Explaining the geographical origins of seasonal influenza A (H3N2)

Abstract

Most antigenically novel and evolutionarily successful strains of seasonal influenza A (H3N2) originate in East, South and Southeast Asia. To understand this pattern, we simulated the ecological and evolutionary dynamics of influenza in a host metapopulation representing the temperate north, tropics and temperate south. Although seasonality and air traffic are frequently used to explain global migratory patterns of influenza, we find that other factors may have a comparable or greater impact. Notably, a region's basic reproductive number (R0) strongly affects the antigenic evolution of its viral population and the probability that its strains will spread and fix globally: a 17-28% higher R0 in one region can explain the observed patterns. Seasonality, in contrast, increases the probability that a tropical (less seasonal) population will export evolutionarily successful strains but alone does not predict that these strains will be antigenically advanced. The relative sizes of different host populations, their birth and death rates, and the region in which H3N2 first appears affect influenza's phylogeography in different but relatively minor ways. These results suggest general principles that dictate the spatial dynamics of antigenically evolving pathogens and offer predictions for how changes in human ecology might affect influenza evolution.

Keywords: R0; molecular epidemiology; source–sink; viral migration.

Figure 1.

Representative output showing influenza-like behaviour from a sample simulation using the default parameters (table 2). Statistics reported here are based on 53 replicate simulations. (a) The phylogeny of the pathogen is reconstructed explicitly from the recorded ancestry of simulated strains. Branches are coloured by region indicated in panel (d). The trunk is determined by tracing the recorded ancestry of surviving strains at the end of the simulation. Side branches show lineages that go extinct. (b) Viruses evolve antigenically away from the founding strain in a canalized manner. On average, the antigenic distance from the founding strain follows the trajectory indicated by the black LOESS spline fitted to viruses from all three regions. At any given point in time, strains above this line have drifted farther from the founder compared with average, and are thus considered antigenically leading. Conversely, strains below this line are considered antigenically lagging. Antigenic lead is calculated as the distance to the spline in antigenic units. (c) Prevalence of infection over time for each region. (d) Depiction of the totally connected model population, composed of the temperate north, tropics and temperate south.

Figure 2.

Seasonal amplitude ε in the temperate populations increases the tropics' contribution to the most evolutionarily successful lineage but alone does not affect regional differences in antigenic advancement. Transmission rates β in the temperate north and south oscillate sinusoidally in opposite phase, with amplitude ε. All other parameters remain at their default values (table 2). (a) Effects of seasonality on the fraction of the trunk in the tropics (Pearson's r = 0.85, p < 0.001; R² = 0.72). Each point shows the fraction of time that the phylogenetic trunk was located in the tropics during the course of one simulation. The dashed line represents the null hypothesis where tropical strains comprise one-third of the phylogenetic trunk. (b) Effects on seasonality on the antigenic lead of the tropics (Pearson's r = −0.12, p = 0.20, R² = 0.01). Each point shows the average antigenic lead of tropical strains over time from one simulation. The dashed line represents the null hypothesis where tropical strains are neither antigenically ahead or behind. Blue lines represent linear least-squares regression.

- _ACTION ITEM 1_
In the influenza article, how much higher must R0 be in one region to explain the observed patterns?
- _ACTION ITEM 2_
Pick up the influenza article after its last sentence and continue it.

- _MATERIAL SUPPLIED_
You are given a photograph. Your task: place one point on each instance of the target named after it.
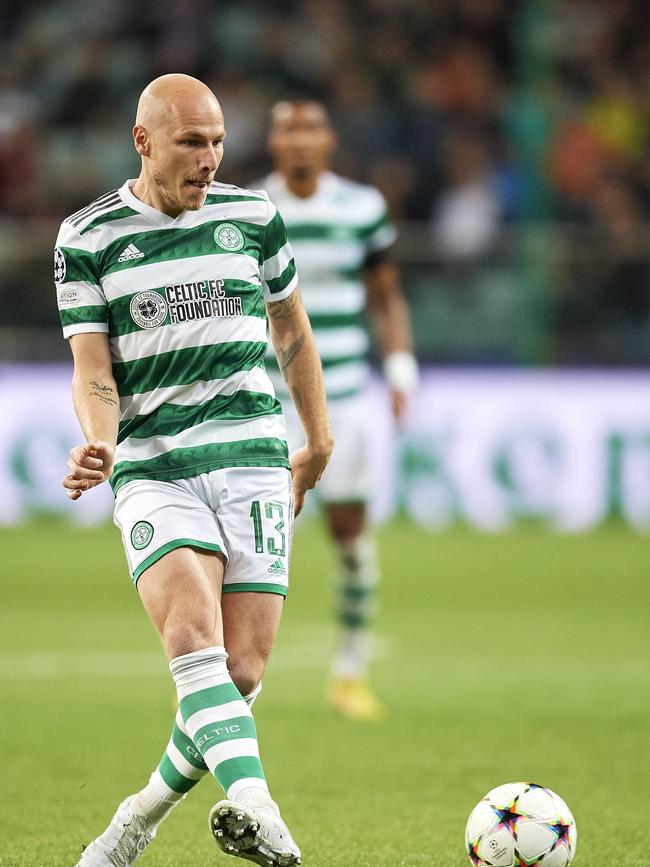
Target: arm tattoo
(103, 392)
(285, 309)
(286, 356)
(296, 397)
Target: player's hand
(398, 404)
(307, 465)
(89, 465)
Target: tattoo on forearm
(296, 397)
(286, 356)
(103, 392)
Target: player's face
(185, 156)
(301, 139)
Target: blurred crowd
(474, 117)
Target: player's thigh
(347, 476)
(250, 625)
(175, 555)
(181, 593)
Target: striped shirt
(183, 303)
(332, 233)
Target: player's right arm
(83, 310)
(96, 402)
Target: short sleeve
(379, 234)
(81, 301)
(278, 269)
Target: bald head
(179, 133)
(171, 96)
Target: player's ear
(141, 141)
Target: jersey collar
(152, 214)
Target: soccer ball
(518, 825)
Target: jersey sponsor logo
(148, 309)
(129, 253)
(204, 299)
(67, 296)
(141, 535)
(277, 568)
(228, 237)
(59, 265)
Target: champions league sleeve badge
(59, 265)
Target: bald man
(342, 238)
(164, 286)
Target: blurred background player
(342, 238)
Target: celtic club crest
(148, 309)
(141, 535)
(229, 237)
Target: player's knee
(182, 638)
(246, 674)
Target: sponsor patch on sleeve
(59, 265)
(67, 296)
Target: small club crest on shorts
(141, 535)
(277, 568)
(229, 237)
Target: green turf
(523, 656)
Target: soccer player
(342, 239)
(164, 288)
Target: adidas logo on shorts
(277, 568)
(130, 252)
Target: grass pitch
(524, 656)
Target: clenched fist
(89, 466)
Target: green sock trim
(173, 777)
(239, 768)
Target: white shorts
(246, 513)
(347, 476)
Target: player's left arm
(301, 368)
(390, 316)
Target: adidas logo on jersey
(277, 568)
(130, 252)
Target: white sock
(218, 720)
(156, 800)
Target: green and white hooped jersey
(183, 302)
(332, 233)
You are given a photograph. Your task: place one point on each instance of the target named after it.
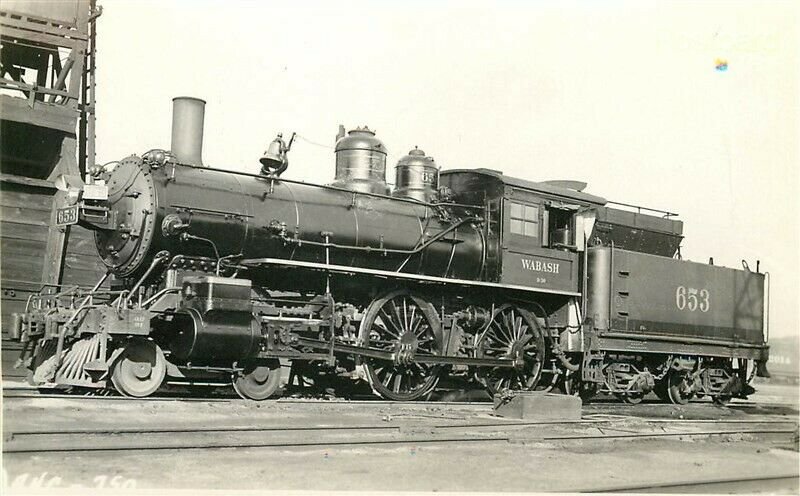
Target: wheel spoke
(398, 381)
(502, 333)
(405, 314)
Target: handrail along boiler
(464, 273)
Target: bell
(275, 156)
(274, 160)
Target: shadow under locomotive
(466, 274)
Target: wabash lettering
(539, 266)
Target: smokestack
(187, 129)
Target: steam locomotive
(219, 276)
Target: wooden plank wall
(24, 216)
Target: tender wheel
(407, 326)
(722, 399)
(679, 390)
(632, 398)
(140, 369)
(515, 335)
(258, 382)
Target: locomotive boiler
(221, 276)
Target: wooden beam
(60, 41)
(43, 114)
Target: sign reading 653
(692, 299)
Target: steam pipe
(188, 114)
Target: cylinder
(416, 176)
(361, 162)
(188, 114)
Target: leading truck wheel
(140, 369)
(258, 382)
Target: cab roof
(554, 188)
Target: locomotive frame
(476, 275)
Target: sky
(629, 97)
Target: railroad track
(740, 485)
(320, 436)
(602, 404)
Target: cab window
(524, 219)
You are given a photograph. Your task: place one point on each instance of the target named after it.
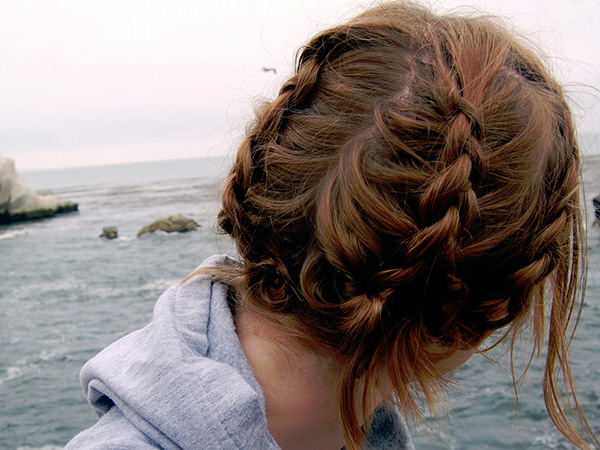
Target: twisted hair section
(413, 187)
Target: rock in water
(109, 233)
(20, 202)
(176, 223)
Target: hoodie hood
(183, 381)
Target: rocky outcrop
(109, 233)
(176, 223)
(20, 202)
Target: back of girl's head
(413, 187)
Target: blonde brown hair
(413, 187)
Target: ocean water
(65, 294)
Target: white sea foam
(44, 447)
(13, 234)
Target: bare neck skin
(300, 405)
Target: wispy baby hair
(413, 187)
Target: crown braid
(412, 188)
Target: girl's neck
(301, 406)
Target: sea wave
(13, 234)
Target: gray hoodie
(183, 382)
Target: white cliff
(18, 201)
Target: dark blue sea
(65, 294)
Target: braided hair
(413, 188)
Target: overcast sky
(88, 82)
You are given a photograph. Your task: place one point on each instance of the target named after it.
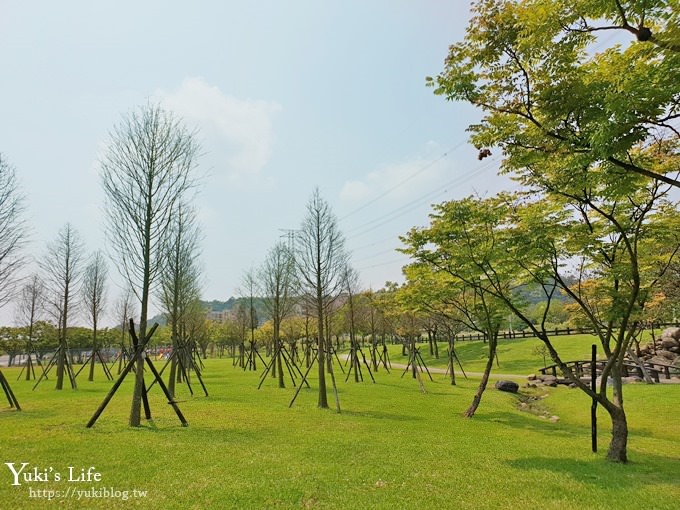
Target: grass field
(391, 447)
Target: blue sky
(285, 96)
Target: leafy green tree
(606, 251)
(465, 237)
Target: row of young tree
(148, 175)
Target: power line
(408, 207)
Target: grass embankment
(515, 356)
(391, 447)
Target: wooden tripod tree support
(178, 356)
(251, 362)
(329, 365)
(29, 366)
(61, 351)
(355, 363)
(140, 348)
(96, 354)
(11, 398)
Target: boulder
(668, 342)
(509, 386)
(669, 356)
(671, 333)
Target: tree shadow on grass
(532, 422)
(381, 415)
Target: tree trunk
(619, 442)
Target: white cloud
(399, 180)
(236, 134)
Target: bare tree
(94, 302)
(61, 266)
(277, 283)
(321, 260)
(13, 231)
(146, 171)
(248, 291)
(29, 310)
(180, 286)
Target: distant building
(221, 315)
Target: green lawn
(515, 356)
(391, 447)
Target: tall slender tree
(321, 260)
(277, 282)
(147, 169)
(61, 266)
(29, 311)
(124, 311)
(94, 300)
(13, 231)
(180, 285)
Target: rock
(667, 343)
(668, 355)
(509, 386)
(631, 379)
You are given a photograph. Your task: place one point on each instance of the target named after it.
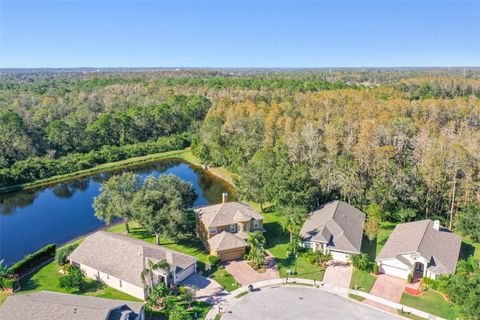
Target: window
(212, 230)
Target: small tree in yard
(256, 256)
(159, 206)
(360, 261)
(147, 273)
(157, 300)
(73, 280)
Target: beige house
(335, 228)
(118, 261)
(421, 248)
(223, 228)
(45, 305)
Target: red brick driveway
(245, 275)
(389, 288)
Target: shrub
(214, 261)
(74, 279)
(410, 278)
(63, 253)
(33, 260)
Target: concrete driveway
(389, 288)
(245, 275)
(295, 302)
(208, 290)
(338, 274)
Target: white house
(118, 261)
(421, 248)
(335, 228)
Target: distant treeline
(35, 168)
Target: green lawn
(431, 302)
(191, 246)
(277, 242)
(47, 279)
(362, 280)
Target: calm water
(32, 219)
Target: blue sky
(239, 33)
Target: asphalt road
(295, 302)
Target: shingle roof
(46, 305)
(338, 224)
(440, 247)
(226, 241)
(125, 257)
(226, 213)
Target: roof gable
(440, 247)
(124, 257)
(337, 223)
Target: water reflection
(30, 219)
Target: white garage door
(394, 271)
(185, 273)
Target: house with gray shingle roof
(421, 248)
(335, 228)
(47, 305)
(119, 260)
(224, 227)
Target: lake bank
(62, 211)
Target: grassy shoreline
(184, 154)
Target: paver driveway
(387, 287)
(245, 275)
(300, 303)
(208, 290)
(338, 275)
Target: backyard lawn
(47, 279)
(192, 246)
(431, 302)
(277, 242)
(362, 280)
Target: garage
(339, 256)
(394, 271)
(187, 272)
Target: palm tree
(148, 272)
(292, 220)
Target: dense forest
(404, 143)
(406, 140)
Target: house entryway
(338, 274)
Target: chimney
(224, 197)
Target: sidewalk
(230, 299)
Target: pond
(31, 219)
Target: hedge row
(33, 260)
(37, 168)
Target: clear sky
(239, 33)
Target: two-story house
(223, 228)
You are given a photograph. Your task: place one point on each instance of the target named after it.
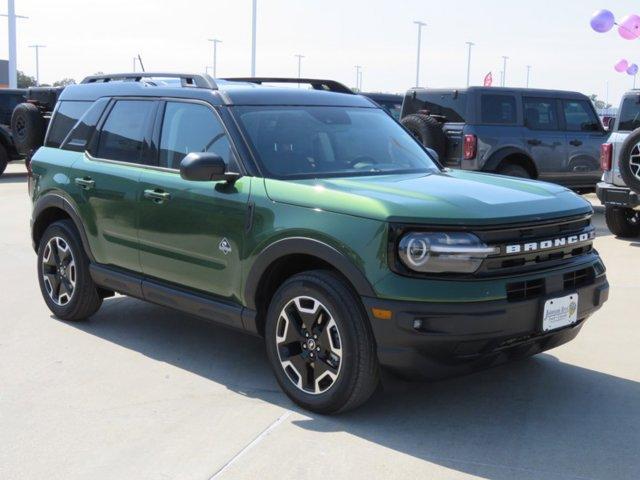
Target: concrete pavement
(142, 392)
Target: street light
(420, 25)
(13, 55)
(504, 71)
(470, 44)
(37, 49)
(253, 39)
(215, 42)
(300, 57)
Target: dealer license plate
(560, 312)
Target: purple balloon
(602, 21)
(621, 66)
(629, 27)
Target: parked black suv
(549, 135)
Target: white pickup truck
(619, 190)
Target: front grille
(518, 291)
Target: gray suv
(549, 135)
(619, 190)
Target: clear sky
(85, 36)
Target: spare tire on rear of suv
(629, 160)
(428, 130)
(28, 128)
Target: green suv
(310, 217)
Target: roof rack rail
(316, 83)
(186, 79)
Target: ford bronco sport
(309, 217)
(619, 189)
(549, 135)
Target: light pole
(37, 49)
(253, 39)
(470, 44)
(504, 71)
(300, 57)
(13, 55)
(215, 42)
(420, 25)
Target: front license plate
(560, 312)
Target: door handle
(156, 195)
(87, 183)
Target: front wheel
(623, 222)
(320, 343)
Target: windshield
(310, 142)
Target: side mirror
(205, 167)
(433, 153)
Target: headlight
(435, 252)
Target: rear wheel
(63, 273)
(320, 344)
(623, 222)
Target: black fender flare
(499, 155)
(305, 246)
(54, 200)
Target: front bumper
(435, 340)
(617, 196)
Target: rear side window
(65, 117)
(540, 114)
(579, 116)
(500, 109)
(124, 133)
(630, 114)
(190, 127)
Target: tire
(428, 131)
(513, 170)
(4, 159)
(336, 317)
(623, 222)
(70, 294)
(28, 128)
(629, 162)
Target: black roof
(249, 91)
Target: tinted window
(83, 130)
(316, 142)
(630, 114)
(498, 109)
(123, 134)
(189, 127)
(66, 116)
(540, 114)
(579, 116)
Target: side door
(107, 177)
(584, 135)
(543, 139)
(191, 233)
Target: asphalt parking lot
(143, 392)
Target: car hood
(451, 197)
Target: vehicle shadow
(538, 418)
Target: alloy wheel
(309, 345)
(59, 271)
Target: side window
(579, 116)
(540, 114)
(80, 135)
(190, 127)
(65, 117)
(124, 133)
(500, 109)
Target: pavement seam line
(252, 444)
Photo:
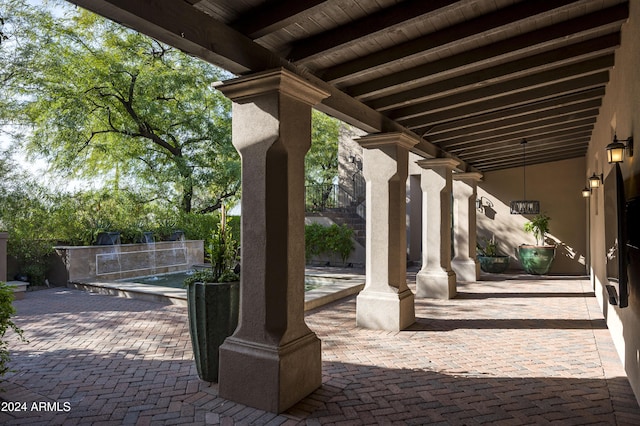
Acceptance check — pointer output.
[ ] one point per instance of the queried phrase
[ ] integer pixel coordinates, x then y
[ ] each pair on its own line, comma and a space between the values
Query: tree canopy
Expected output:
100, 99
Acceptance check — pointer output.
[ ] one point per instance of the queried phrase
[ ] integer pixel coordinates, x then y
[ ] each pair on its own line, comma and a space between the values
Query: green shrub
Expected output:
222, 251
7, 310
329, 240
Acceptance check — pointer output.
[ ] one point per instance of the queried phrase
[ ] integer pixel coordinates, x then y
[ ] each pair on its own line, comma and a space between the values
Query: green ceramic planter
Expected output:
213, 316
536, 260
494, 264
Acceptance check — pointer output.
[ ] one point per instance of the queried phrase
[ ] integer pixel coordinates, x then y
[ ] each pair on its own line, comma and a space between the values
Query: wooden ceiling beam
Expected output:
542, 124
502, 89
521, 43
511, 100
181, 25
310, 47
514, 152
495, 75
272, 16
454, 33
508, 123
484, 146
575, 100
532, 138
498, 164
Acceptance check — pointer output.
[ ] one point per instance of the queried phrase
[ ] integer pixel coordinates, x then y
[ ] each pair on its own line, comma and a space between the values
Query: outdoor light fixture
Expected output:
524, 206
595, 181
615, 150
354, 159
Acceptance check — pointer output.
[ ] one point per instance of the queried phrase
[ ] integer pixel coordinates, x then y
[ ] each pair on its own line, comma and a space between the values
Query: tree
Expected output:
101, 99
321, 162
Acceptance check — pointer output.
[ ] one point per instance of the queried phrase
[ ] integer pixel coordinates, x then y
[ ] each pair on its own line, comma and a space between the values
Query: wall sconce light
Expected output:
595, 181
354, 159
482, 203
615, 150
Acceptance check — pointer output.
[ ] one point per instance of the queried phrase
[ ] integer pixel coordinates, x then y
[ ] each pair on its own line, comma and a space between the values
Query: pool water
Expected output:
176, 280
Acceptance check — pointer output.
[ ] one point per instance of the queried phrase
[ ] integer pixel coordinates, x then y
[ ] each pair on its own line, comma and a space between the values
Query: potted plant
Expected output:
213, 301
537, 259
489, 257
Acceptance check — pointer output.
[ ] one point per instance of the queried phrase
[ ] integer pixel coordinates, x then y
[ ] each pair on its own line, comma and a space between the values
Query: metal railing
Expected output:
331, 196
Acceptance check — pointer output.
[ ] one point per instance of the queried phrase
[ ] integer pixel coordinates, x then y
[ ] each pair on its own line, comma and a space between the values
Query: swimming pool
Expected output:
176, 280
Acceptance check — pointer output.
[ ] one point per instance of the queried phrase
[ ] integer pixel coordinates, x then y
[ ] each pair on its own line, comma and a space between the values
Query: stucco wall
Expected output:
619, 113
557, 186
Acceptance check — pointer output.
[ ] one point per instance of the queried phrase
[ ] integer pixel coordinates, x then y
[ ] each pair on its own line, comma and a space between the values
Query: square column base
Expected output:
385, 310
466, 269
436, 284
270, 378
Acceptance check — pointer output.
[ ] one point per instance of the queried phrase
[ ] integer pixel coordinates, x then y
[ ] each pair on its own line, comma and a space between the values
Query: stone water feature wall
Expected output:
115, 262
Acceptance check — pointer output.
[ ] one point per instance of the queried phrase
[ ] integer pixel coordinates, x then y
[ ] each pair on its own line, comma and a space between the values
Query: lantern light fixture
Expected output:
617, 148
595, 181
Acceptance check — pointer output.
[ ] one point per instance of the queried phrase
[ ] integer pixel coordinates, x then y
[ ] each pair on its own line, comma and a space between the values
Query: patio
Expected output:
506, 351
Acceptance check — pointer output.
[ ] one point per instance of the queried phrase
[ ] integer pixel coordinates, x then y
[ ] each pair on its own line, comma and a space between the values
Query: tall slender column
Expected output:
273, 359
386, 302
465, 192
415, 219
3, 255
436, 279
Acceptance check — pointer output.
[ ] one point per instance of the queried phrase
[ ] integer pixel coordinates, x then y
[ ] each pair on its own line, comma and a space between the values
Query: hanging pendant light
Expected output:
524, 206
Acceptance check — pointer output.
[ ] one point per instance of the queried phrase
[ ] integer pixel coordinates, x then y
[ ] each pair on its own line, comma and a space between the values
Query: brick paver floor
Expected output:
506, 352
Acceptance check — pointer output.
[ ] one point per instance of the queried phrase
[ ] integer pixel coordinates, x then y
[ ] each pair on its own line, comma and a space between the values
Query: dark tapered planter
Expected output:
494, 264
213, 316
536, 260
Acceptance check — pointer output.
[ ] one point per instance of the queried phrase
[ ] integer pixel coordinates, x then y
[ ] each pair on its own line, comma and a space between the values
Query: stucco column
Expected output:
415, 219
386, 302
273, 359
436, 279
4, 236
465, 191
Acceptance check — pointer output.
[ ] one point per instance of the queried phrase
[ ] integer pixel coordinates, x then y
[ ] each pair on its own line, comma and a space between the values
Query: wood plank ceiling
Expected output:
473, 78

- _EXERCISE RESPONSE 1_
A 17-28% higher R0 in one region can explain them.

- _EXERCISE RESPONSE 2_
Figure 3.

Increased R₀ in the tropics increases the tropics' contribution to the most evolutionarily successful lineage and the antigenic advancement of tropical strains. Relative R₀ is calculated as R₀ in the tropics divided by R₀ in the temperate regions. R₀ in the tropics was varied while R₀ in the temperate regions was kept at its default. Other parameters were also kept at their default values (table 2). (a) Effect of R₀ in the tropics on the fraction of the trunk in the tropics (Pearson's r = 0.88, p < 0.001; R² = 0.78). Each point shows the fraction of phylogenetic trunk located in the tropics during one simulation. The dashed line represents the null hypothesis where tropical strains comprise one-third of the phylogenetic trunk. (b) Effect of R₀ in the tropics on the antigenic lead in the tropics (Pearson's r = 0.93, p < 0.001; R² = 0.87). Each point shows the average antigenic lead of tropical strains over time from one simulation. The dashed line represents the null hypothesis where tropical strains are neither antigenically ahead or behind. Blue lines represent linear least-squares regression.

Figure 4.

Seasonality in temperate populations has an equalizing effect on antigenic differences. Relative R₀ is calculated as R₀ in the tropics divided by R₀ in the temperate regions. (a) Effects of seasonality and R₀ on the fraction of the trunk in the tropics. Blue indicates that the phylogenetic trunk is located in the tropics less than one-third of the time, and red indicates that the trunk is in the tropics more than one-third of the time. (b) Effects of seasonality and R₀ on antigenic lead in the tropics. Blue indicates that tropical strains are on average ahead antigenically relative to other global strains and red indicates that tropical strains are behind antigenically. Each square averages 1–17 replicate simulations.